▶ _WRITTEN EXERCISE A_: Reproduce exactly the records that come after the text below. Leave the picture out of your answer.
==== SOURCE ====
Table 1 Overview of variables from the Longitudinal Study of Australian Children (LSAC) example [12, 13] examining the impact of maternal mental health on a child’s behavioural difficulties in early childhood. The exposure and confounders were recorded at wave 1 (2004), with the outcome variable recorded at wave 3 (2008)

We define \(Y^{a}\) to be the potential outcome when the exposure is set to level a. In the LSAC example, \(Y^a\) represents the SDQ score for a child when their mother is set to have a probable serious mental illness (\(a=1\)) or not (\(a=0\)). Here we define the shorthand notation \(m_a\) to denote the median (med) potential outcome under exposure level \(A=a\), such that \(m_a = med[Y^a]\) and \(m_a \in \mathbb {R}\). Therefore, the causal difference in medians, denoted by \(\delta\), is defined as the difference between the median potential outcomes under the two exposure levels:

$$\begin{aligned} \delta = med \left[ Y^{a=1}\right] - med \left[ Y^{a=0}\right] = m_1 - m_0. \end{aligned}$$
(1)

For the LSAC example, \(\delta\) represents the difference in median SDQ scores if all children were exposed to maternal mental health problems compared to if none of them were exposed.

The causal difference in medians is identifiable from observational data under the assumptions of consistency, conditional exchangeability given \(\varvec{C}\) and positivity henceforth referred to as assumptions (1-3) (see Supplementary Material S2 for further detail), as has been shown elsewhere [8, 16]. Whether these assumptions hold in practice is a matter of debate, however, for the remainder of this paper we assume these conditions do hold.

Confounding-adjustment methods

Under the aforementioned assumptions, the causal difference in medians \(\delta\) can in principle be estimated from observable data using methods that adjust for potential confounding. Here we introduce the confounding-adjustment methods investigated in our study, focusing on their implementation in practice.
==== EXTRACTED MATERIAL ====
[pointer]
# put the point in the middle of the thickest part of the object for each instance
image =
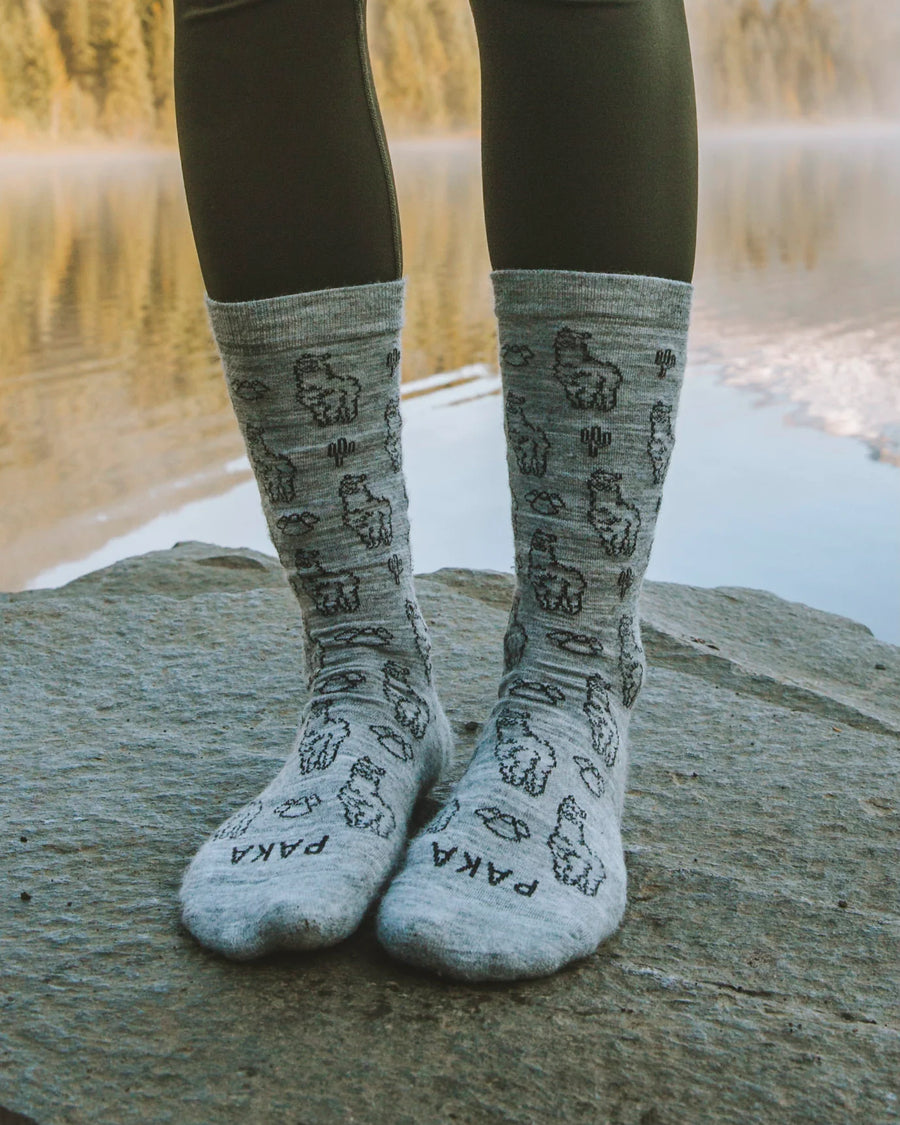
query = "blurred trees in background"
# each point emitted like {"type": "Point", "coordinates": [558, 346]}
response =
{"type": "Point", "coordinates": [81, 70]}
====
▶ _WRITTEN EXERCISE B_: From the passage above on the causal difference in medians, transcribe word for word the stretch from "The causal difference in medians is" through "conditions do hold.".

▶ _WRITTEN REPLY A_:
[pointer]
# put the point in the middle of the thickest part of the object for each instance
image =
query = "blurred trees in background"
# each point emitted like {"type": "Point", "coordinates": [558, 346]}
response =
{"type": "Point", "coordinates": [81, 70]}

▶ _WRITTEN REPLY B_:
The causal difference in medians is identifiable from observational data under the assumptions of consistency, conditional exchangeability given \(\varvec{C}\) and positivity henceforth referred to as assumptions (1-3) (see Supplementary Material S2 for further detail), as has been shown elsewhere [8, 16]. Whether these assumptions hold in practice is a matter of debate, however, for the remainder of this paper we assume these conditions do hold.